## Set exercise
Which lines in the data below contain the string "road" with matching case? Locate and copy each one.

(Items for location identification)
+++
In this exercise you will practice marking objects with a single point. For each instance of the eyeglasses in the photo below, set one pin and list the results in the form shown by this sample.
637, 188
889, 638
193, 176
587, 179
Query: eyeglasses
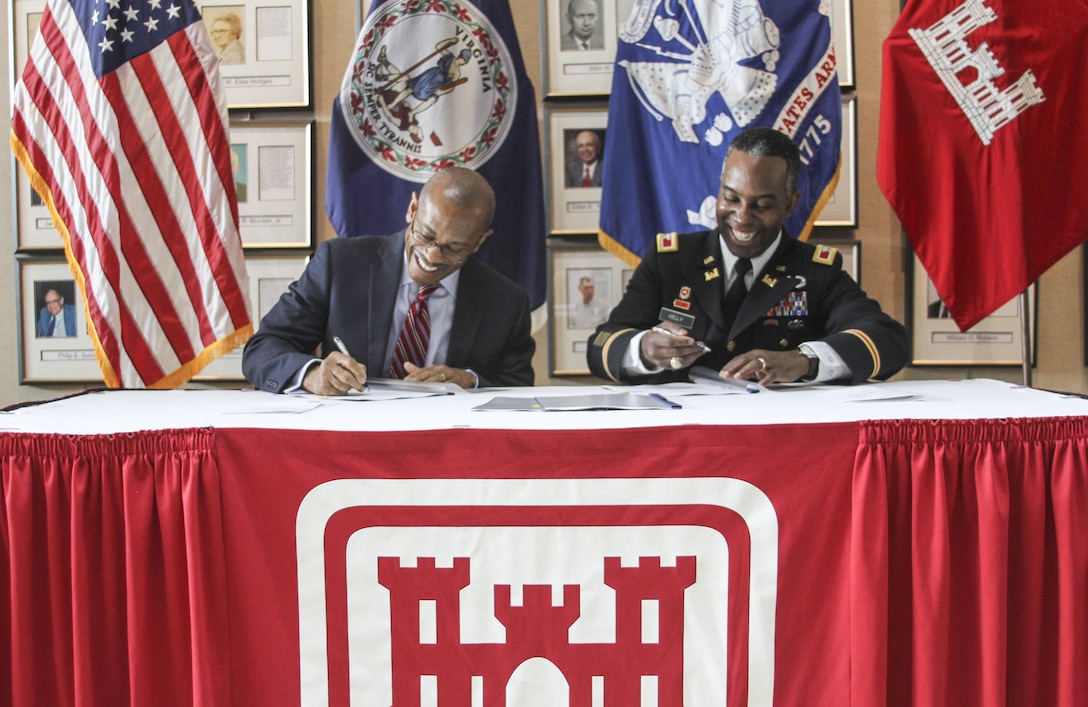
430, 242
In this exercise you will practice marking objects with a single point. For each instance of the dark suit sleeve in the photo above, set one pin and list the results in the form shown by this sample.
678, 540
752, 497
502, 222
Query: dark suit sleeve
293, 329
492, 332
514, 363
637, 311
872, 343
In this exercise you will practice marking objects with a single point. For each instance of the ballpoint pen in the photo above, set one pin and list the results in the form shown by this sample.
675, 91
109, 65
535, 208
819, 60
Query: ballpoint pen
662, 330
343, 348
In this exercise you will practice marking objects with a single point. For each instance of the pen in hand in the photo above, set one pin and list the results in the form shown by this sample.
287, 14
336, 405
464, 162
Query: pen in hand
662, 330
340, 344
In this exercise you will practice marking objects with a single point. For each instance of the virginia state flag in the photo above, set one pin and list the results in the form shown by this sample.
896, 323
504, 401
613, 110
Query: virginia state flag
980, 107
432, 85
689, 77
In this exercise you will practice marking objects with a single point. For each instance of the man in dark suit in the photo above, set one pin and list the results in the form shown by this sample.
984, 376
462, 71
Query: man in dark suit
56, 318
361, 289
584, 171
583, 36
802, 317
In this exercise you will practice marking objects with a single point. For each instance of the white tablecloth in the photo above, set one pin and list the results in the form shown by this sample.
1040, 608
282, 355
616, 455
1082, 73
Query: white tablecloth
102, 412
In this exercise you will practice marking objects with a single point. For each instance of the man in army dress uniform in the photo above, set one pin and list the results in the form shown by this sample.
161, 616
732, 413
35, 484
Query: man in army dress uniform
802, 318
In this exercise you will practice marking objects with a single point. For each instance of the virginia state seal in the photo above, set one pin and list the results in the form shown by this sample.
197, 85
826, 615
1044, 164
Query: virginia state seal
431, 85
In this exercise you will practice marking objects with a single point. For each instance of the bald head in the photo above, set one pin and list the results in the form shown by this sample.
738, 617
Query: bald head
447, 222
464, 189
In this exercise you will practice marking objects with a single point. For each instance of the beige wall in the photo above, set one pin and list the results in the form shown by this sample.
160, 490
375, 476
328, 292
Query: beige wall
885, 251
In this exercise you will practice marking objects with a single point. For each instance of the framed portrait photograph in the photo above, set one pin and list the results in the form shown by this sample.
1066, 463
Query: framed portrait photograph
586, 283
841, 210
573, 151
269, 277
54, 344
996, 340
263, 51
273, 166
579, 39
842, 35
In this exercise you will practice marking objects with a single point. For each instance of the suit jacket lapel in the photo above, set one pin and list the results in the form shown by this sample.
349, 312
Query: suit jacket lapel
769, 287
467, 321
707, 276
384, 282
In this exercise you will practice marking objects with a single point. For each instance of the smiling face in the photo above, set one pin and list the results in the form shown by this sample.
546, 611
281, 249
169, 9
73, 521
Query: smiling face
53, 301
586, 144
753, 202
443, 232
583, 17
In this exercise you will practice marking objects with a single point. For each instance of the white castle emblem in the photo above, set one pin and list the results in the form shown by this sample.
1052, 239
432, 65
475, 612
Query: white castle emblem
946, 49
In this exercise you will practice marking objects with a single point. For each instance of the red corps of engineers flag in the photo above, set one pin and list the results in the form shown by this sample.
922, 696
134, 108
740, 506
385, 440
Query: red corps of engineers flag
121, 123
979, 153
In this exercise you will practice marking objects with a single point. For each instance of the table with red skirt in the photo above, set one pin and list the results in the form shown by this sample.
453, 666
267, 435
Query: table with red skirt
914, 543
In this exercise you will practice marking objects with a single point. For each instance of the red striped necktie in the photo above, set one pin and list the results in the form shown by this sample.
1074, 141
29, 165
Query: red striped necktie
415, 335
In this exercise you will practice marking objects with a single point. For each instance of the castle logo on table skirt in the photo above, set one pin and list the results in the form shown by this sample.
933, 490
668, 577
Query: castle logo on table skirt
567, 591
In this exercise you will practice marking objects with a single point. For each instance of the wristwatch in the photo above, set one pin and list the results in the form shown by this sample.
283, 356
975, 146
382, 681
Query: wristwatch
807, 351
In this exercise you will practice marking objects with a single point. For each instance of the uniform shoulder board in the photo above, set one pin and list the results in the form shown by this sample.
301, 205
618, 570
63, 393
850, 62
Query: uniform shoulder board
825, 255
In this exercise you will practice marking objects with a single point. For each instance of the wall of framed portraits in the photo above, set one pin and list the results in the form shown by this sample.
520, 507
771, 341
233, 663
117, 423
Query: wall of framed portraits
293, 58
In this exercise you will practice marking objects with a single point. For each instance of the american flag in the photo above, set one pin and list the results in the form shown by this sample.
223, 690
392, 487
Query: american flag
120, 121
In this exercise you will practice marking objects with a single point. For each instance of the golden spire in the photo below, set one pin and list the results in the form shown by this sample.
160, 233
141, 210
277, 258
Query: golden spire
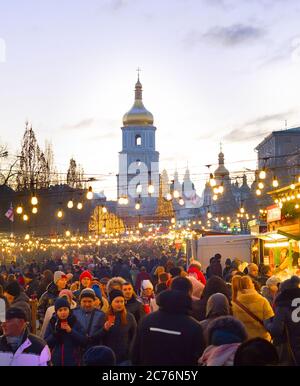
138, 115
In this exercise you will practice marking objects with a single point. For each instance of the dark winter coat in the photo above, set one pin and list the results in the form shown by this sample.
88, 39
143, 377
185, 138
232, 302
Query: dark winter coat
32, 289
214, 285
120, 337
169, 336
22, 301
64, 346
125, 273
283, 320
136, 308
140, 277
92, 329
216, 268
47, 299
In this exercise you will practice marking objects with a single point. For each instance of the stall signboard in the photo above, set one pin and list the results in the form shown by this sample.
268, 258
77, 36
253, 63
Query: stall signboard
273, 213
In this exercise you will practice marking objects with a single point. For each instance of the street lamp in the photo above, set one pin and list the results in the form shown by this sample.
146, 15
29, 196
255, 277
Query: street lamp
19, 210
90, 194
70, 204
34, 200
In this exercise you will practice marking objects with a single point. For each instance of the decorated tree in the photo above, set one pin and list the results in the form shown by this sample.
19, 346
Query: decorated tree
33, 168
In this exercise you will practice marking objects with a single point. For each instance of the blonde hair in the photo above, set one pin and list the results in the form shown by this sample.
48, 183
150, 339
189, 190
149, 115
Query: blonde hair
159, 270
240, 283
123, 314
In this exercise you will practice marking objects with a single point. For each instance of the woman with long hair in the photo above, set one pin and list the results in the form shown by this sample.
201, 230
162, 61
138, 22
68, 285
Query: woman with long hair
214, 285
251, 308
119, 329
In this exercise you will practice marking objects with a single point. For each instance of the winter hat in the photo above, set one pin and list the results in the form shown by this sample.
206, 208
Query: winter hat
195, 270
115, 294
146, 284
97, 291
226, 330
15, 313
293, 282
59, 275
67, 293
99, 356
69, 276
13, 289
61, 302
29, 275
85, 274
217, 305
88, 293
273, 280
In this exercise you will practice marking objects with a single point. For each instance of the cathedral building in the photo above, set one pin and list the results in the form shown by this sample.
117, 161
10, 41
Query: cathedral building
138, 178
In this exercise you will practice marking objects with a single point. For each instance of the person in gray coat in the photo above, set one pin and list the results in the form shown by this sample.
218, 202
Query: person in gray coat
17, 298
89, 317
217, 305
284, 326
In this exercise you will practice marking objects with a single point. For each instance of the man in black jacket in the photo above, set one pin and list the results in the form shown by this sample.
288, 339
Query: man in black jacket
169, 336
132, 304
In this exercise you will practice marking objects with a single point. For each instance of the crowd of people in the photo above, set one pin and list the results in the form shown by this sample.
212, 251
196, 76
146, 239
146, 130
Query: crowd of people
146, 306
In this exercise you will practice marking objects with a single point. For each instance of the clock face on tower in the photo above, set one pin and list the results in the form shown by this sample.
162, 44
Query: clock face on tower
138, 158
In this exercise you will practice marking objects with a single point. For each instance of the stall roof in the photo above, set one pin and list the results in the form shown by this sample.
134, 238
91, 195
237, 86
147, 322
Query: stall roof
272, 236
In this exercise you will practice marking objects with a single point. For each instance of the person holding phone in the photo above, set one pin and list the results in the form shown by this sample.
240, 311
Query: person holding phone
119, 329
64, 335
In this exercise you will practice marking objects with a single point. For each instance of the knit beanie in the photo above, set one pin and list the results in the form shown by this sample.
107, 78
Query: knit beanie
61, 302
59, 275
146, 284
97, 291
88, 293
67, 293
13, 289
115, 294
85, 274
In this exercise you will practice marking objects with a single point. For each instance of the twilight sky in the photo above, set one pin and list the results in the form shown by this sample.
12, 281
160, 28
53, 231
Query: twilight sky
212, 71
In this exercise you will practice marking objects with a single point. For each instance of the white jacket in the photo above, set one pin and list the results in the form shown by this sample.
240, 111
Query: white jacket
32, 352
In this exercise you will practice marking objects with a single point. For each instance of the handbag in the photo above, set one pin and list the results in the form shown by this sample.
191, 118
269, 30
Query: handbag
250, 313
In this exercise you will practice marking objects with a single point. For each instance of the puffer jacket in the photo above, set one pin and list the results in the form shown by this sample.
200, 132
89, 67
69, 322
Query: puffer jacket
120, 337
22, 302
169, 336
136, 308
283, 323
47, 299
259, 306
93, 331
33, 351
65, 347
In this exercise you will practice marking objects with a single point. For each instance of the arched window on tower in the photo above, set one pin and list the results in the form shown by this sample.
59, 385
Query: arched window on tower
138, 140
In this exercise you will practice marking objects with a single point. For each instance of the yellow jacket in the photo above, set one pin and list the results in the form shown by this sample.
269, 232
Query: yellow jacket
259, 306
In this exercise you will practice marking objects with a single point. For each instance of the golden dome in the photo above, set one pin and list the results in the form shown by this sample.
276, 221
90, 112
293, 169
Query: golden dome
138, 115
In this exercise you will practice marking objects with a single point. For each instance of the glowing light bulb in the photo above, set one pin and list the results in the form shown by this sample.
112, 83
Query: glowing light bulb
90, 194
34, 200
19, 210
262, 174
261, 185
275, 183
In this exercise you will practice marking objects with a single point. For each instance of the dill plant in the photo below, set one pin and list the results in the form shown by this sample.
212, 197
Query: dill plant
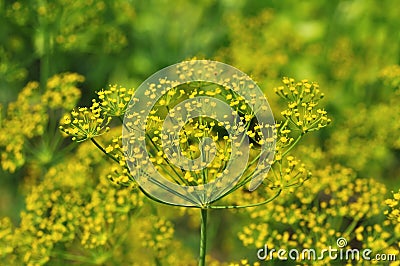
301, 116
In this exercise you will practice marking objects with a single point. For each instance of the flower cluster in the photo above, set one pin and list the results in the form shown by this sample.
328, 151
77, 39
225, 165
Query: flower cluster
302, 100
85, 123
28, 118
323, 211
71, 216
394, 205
+++
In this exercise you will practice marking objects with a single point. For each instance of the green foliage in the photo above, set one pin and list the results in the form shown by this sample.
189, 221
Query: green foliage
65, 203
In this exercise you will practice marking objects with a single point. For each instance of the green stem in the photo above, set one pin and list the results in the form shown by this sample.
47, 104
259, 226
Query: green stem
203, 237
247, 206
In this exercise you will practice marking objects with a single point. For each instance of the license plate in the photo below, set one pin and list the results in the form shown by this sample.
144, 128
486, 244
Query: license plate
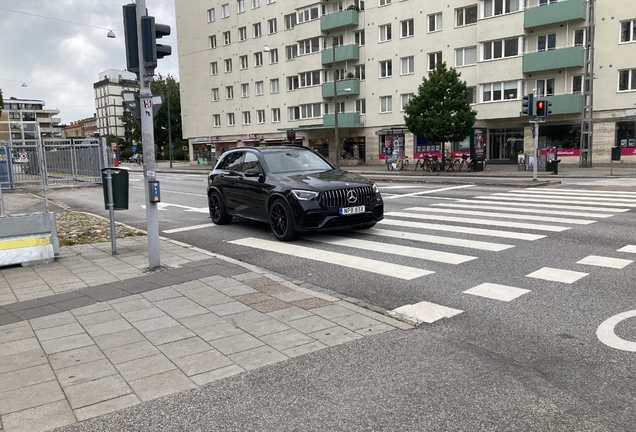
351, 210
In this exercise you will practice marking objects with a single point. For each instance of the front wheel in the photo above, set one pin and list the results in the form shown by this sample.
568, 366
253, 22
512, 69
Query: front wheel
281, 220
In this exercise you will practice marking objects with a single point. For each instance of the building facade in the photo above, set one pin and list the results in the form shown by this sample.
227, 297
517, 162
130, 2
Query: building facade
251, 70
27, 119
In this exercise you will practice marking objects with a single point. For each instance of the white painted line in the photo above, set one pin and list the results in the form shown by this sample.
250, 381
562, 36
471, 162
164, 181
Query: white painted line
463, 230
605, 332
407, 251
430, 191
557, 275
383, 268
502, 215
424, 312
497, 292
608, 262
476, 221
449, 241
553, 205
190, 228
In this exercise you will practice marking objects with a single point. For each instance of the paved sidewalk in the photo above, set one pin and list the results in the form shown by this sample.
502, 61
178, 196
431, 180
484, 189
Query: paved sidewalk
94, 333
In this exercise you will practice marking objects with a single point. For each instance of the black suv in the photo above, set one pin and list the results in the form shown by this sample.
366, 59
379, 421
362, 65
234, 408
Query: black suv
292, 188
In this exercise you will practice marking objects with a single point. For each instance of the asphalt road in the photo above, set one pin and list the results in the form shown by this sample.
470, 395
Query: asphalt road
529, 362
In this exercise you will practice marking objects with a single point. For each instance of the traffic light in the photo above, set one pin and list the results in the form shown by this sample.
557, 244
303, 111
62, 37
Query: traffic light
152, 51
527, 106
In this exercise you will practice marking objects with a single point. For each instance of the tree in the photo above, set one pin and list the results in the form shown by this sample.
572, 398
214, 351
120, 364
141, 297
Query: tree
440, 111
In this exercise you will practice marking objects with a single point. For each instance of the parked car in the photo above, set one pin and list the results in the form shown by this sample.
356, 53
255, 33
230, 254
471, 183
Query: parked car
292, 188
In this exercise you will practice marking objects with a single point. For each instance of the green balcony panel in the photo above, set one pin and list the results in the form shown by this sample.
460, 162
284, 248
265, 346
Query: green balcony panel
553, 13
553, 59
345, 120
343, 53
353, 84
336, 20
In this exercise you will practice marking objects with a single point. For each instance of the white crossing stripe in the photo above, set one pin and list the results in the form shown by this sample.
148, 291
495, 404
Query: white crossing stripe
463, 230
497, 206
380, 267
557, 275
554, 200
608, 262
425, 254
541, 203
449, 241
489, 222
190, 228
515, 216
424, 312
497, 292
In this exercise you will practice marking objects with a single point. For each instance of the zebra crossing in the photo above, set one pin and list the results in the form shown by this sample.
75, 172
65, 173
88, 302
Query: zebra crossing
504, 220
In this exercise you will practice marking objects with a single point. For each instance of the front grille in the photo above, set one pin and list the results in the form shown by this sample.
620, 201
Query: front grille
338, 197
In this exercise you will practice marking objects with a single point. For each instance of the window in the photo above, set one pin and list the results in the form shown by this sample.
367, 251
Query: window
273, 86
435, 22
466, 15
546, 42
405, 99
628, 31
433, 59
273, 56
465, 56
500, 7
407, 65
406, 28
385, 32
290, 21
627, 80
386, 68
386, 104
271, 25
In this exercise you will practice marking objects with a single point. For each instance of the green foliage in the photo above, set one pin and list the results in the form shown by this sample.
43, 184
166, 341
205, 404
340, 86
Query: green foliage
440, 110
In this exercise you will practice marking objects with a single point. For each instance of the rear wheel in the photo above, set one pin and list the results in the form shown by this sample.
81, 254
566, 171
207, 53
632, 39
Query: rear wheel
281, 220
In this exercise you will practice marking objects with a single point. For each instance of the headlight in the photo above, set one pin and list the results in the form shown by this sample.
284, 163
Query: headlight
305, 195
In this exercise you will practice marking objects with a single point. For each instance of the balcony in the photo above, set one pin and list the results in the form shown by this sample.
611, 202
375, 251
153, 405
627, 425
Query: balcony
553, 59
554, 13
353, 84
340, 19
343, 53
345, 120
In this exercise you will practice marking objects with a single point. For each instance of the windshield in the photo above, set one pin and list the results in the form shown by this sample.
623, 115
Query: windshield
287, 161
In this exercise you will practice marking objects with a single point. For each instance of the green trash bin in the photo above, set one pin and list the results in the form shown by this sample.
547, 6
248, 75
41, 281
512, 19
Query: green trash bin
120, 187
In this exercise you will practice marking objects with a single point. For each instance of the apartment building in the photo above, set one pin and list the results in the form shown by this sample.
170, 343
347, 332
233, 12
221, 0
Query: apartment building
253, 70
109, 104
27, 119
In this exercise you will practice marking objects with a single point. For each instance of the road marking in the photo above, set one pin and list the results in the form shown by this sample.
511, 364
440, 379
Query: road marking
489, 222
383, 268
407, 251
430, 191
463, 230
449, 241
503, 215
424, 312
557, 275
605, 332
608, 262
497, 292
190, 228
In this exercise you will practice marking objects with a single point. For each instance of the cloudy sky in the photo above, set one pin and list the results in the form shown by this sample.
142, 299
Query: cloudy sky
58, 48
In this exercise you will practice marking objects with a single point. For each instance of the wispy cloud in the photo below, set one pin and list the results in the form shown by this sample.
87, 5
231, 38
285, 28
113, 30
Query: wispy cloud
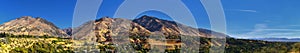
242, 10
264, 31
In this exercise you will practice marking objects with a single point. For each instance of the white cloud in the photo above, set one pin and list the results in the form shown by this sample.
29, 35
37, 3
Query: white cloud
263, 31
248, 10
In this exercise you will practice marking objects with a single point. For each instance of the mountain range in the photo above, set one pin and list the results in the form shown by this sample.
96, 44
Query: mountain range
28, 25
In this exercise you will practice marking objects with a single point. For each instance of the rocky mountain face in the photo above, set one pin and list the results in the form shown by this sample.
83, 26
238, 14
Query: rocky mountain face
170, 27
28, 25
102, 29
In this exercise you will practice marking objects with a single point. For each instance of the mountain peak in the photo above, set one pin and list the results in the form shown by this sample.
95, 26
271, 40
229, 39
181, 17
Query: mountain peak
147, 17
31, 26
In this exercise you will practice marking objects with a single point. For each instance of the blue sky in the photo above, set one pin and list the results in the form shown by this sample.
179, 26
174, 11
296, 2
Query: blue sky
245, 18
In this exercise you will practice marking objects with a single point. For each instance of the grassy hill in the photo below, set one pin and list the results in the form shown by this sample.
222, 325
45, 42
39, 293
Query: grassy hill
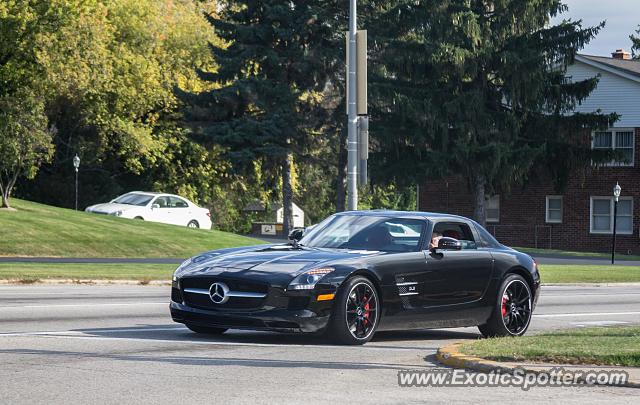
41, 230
+++
## Problem solution
In this exercise you will practice marking objects with a single point. For each instance of the asphalt road in the photo above, set one pin and list the results in the form shown by this sample.
Query: asphalt road
In this exercise you will practice marking objects with a single point. For each instance of the road marking in the photo above, set one pin and list the results in the form shown by this sample.
Query: road marking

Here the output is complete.